▶ _Work to complete_
Collect each line of the entries that holds the string "tree".
-------- Records --------
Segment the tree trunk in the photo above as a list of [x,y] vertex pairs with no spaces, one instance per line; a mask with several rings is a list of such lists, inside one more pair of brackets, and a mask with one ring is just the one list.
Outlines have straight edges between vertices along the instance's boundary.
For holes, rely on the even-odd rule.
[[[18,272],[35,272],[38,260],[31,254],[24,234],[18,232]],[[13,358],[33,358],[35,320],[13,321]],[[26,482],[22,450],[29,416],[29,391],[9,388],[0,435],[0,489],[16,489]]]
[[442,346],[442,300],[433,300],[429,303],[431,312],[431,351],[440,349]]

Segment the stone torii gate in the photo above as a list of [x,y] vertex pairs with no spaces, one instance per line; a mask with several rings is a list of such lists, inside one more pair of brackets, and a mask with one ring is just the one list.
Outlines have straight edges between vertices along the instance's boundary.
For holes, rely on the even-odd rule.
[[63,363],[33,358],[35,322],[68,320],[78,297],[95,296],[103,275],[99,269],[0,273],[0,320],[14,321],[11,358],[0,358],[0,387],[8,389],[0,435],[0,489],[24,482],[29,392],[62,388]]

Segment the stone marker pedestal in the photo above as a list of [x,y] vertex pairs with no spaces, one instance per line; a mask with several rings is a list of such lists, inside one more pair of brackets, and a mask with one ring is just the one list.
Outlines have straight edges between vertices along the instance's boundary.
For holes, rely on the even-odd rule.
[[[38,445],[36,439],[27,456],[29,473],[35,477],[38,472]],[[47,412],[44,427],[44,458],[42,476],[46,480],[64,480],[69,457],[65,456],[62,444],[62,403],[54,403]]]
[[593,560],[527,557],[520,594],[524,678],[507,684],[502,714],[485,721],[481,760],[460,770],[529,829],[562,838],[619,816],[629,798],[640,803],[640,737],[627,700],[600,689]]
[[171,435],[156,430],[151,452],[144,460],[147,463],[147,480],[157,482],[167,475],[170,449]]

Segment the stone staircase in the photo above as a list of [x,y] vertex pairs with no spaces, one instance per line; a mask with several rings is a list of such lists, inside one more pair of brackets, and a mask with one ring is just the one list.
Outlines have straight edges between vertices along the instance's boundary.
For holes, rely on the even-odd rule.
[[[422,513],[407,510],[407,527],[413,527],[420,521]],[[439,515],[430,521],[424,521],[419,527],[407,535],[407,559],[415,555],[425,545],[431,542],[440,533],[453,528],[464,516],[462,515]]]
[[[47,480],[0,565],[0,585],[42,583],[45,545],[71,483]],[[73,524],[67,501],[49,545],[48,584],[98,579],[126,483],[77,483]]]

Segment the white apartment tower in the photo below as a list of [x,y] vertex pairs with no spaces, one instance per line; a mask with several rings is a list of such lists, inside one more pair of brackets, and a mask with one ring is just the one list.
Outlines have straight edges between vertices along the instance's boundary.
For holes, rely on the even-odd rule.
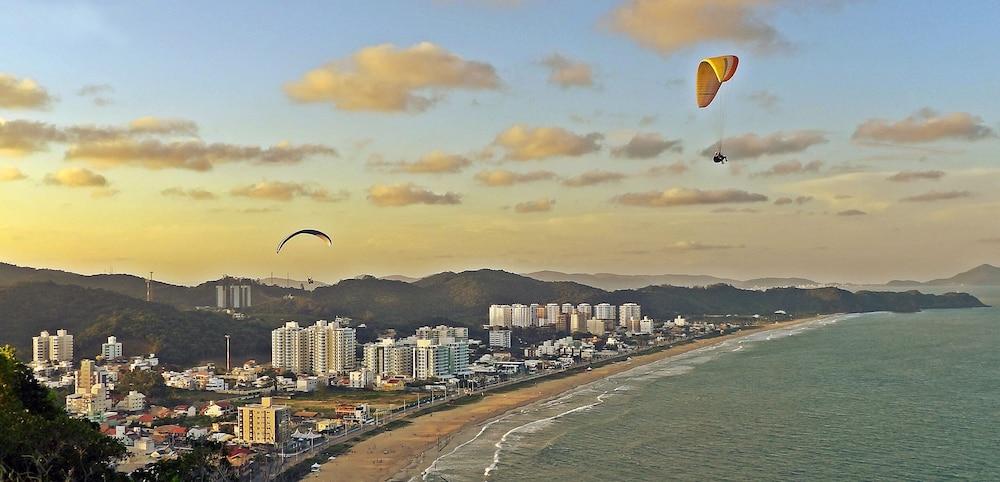
[[594,317],[594,307],[590,306],[589,303],[580,303],[576,305],[576,311],[583,315],[584,320],[589,320]]
[[357,338],[339,322],[317,321],[302,328],[289,321],[271,332],[271,366],[295,373],[344,373],[354,369]]
[[31,338],[31,348],[31,360],[35,365],[73,361],[73,335],[66,330],[59,330],[55,335],[41,332]]
[[594,318],[598,320],[614,320],[618,318],[618,310],[614,305],[601,303],[594,307]]
[[123,356],[121,342],[117,338],[109,336],[108,342],[101,345],[101,356],[105,360],[121,358]]
[[438,325],[434,328],[422,326],[417,328],[416,337],[418,340],[432,340],[434,343],[440,343],[444,338],[467,342],[469,341],[469,329],[444,325]]
[[451,378],[469,372],[469,344],[454,340],[417,340],[413,349],[413,378]]
[[559,309],[559,305],[556,303],[549,303],[545,305],[545,324],[552,325],[559,321],[559,314],[562,311]]
[[253,306],[250,285],[216,285],[215,305],[234,309]]
[[630,321],[642,319],[642,307],[635,303],[625,303],[618,307],[618,324],[628,326]]
[[378,375],[413,376],[413,345],[383,338],[366,343],[363,366]]
[[490,305],[490,326],[509,327],[512,317],[510,305]]
[[511,305],[511,325],[520,328],[538,325],[538,312],[529,305]]

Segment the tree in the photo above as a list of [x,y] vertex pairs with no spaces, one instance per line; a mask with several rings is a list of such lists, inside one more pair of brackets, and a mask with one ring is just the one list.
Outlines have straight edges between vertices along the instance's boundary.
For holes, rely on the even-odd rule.
[[126,480],[125,446],[63,412],[10,346],[0,348],[0,480]]
[[226,459],[225,447],[217,442],[195,442],[191,451],[176,459],[161,460],[132,473],[141,482],[225,482],[238,480],[236,469]]

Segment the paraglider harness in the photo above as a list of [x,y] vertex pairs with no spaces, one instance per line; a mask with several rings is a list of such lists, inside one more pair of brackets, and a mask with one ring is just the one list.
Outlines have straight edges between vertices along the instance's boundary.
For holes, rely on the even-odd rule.
[[722,151],[719,151],[715,153],[715,157],[713,157],[712,160],[715,161],[716,164],[725,164],[727,159],[726,156],[722,155]]

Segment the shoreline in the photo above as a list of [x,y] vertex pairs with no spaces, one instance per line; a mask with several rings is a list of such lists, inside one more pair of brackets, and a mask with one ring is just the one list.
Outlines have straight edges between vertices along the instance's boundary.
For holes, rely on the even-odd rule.
[[582,385],[639,366],[755,333],[792,327],[824,316],[833,315],[773,323],[653,353],[634,355],[631,361],[609,363],[592,371],[579,371],[549,380],[543,378],[525,386],[489,393],[480,400],[462,403],[447,410],[408,418],[406,420],[410,423],[406,426],[357,442],[347,453],[323,463],[319,472],[310,473],[303,480],[419,480],[423,472],[439,457],[473,439],[486,424],[511,411],[558,398]]

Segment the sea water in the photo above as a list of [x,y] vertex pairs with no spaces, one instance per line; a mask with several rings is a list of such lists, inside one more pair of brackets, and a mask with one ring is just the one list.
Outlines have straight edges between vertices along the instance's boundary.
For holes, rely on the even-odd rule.
[[424,480],[1000,480],[1000,309],[829,316],[727,340],[433,455]]

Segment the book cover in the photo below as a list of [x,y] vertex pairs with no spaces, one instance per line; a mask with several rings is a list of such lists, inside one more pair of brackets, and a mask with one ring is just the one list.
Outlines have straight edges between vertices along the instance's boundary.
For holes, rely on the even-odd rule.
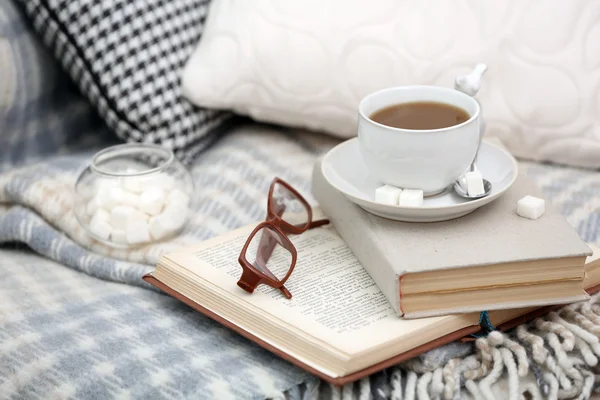
[[[320,160],[313,170],[313,195],[398,315],[405,314],[401,280],[410,273],[577,257],[585,260],[592,254],[548,201],[545,215],[538,220],[517,215],[517,201],[523,196],[543,198],[541,191],[522,175],[494,202],[464,217],[435,223],[399,222],[368,213],[325,180]],[[581,271],[583,274],[583,267]],[[554,300],[533,304],[508,299],[506,304],[496,304],[495,309],[541,306]],[[564,299],[562,303],[572,301]]]

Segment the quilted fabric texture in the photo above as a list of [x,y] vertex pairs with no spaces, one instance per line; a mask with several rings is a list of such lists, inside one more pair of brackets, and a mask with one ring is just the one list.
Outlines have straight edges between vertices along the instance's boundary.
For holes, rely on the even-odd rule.
[[489,135],[518,157],[600,167],[598,37],[595,0],[215,0],[183,92],[198,105],[351,137],[366,94],[452,87],[483,62]]
[[20,0],[73,80],[123,140],[156,143],[184,162],[229,114],[180,93],[208,0]]

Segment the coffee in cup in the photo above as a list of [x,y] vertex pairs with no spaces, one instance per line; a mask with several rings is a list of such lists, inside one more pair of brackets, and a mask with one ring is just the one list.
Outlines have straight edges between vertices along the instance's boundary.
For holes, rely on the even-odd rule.
[[383,184],[444,191],[471,165],[480,140],[480,107],[471,96],[437,86],[400,86],[359,104],[358,141]]
[[462,124],[471,116],[460,107],[435,101],[394,104],[375,111],[369,118],[382,125],[400,129],[440,129]]

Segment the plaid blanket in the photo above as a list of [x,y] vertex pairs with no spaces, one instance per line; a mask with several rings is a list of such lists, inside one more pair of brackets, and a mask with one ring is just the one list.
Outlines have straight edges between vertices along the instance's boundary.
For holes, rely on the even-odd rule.
[[0,175],[0,242],[24,243],[62,264],[23,252],[0,256],[0,393],[262,398],[316,385],[304,371],[147,290],[141,276],[164,251],[263,218],[274,175],[311,198],[312,161],[333,144],[239,128],[192,169],[199,202],[186,231],[132,252],[91,241],[74,220],[72,185],[90,152]]
[[0,2],[0,170],[116,142],[13,1]]
[[[140,277],[164,251],[264,218],[273,176],[286,179],[314,203],[309,179],[313,162],[335,144],[319,135],[264,125],[233,130],[191,169],[198,201],[186,231],[170,243],[135,251],[94,242],[74,220],[70,188],[90,152],[55,157],[0,175],[0,203],[4,204],[0,241],[24,243],[62,264],[40,259],[15,262],[19,254],[3,255],[9,257],[0,264],[4,289],[0,303],[5,304],[0,319],[6,322],[0,329],[0,343],[6,343],[0,345],[0,393],[28,398],[43,387],[44,392],[64,389],[74,398],[89,398],[98,390],[106,394],[102,397],[125,391],[135,398],[313,395],[349,399],[362,390],[385,398],[394,382],[401,391],[413,393],[413,383],[423,379],[426,371],[475,354],[476,348],[468,344],[445,346],[402,368],[338,390],[168,297],[146,290]],[[600,174],[539,164],[521,164],[521,169],[583,238],[600,244]],[[70,297],[70,290],[79,291],[79,297]],[[45,298],[56,298],[61,305],[46,303]],[[67,343],[88,343],[90,338],[93,346],[67,351]],[[42,361],[42,367],[33,367]],[[236,366],[233,376],[231,365]],[[117,372],[125,370],[137,372]]]
[[0,250],[0,321],[0,398],[262,398],[310,379],[170,297],[24,251]]

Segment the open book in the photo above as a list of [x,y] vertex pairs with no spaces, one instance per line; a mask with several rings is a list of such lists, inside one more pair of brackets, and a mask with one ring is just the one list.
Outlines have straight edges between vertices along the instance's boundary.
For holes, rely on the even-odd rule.
[[[237,286],[238,256],[254,225],[163,256],[144,279],[264,348],[337,385],[397,364],[479,330],[479,313],[398,318],[336,230],[294,238],[293,294]],[[598,265],[597,265],[598,264]],[[600,263],[589,264],[600,271]],[[600,283],[600,274],[593,275]],[[490,313],[494,325],[526,310]]]

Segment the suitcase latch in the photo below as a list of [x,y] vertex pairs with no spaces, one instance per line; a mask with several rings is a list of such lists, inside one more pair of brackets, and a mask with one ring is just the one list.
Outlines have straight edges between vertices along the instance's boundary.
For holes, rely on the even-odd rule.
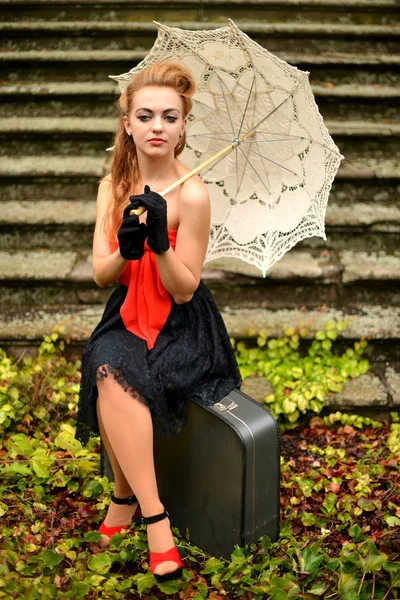
[[224,412],[225,410],[231,411],[234,408],[237,408],[237,406],[238,404],[236,404],[236,402],[234,402],[231,398],[228,398],[228,396],[222,398],[220,402],[214,404],[214,408],[219,410],[219,412]]

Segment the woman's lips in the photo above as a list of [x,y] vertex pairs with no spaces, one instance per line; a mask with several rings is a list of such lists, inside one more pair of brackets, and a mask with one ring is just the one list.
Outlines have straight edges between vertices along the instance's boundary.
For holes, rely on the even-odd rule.
[[151,144],[152,146],[161,146],[161,144],[164,144],[164,140],[149,140],[149,144]]

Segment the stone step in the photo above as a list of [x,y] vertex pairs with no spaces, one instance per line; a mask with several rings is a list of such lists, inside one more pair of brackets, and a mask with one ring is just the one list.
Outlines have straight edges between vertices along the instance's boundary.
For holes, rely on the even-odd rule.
--------
▶ _Exercise result_
Segment the tree trunk in the photo above as a list of [x,y] vertex pairs with no spaces, one instance per line; a mask with several rings is a list of such lists, inside one more pair of brackets, and a mask with one ring is just the one list.
Segment the tree in the photo above as a list of [x,y] vertex pairs with no spaces, one instance per line; a mask with several rings is a list of such lists, inside one more pair of brackets, and a mask with one ring is just the one list.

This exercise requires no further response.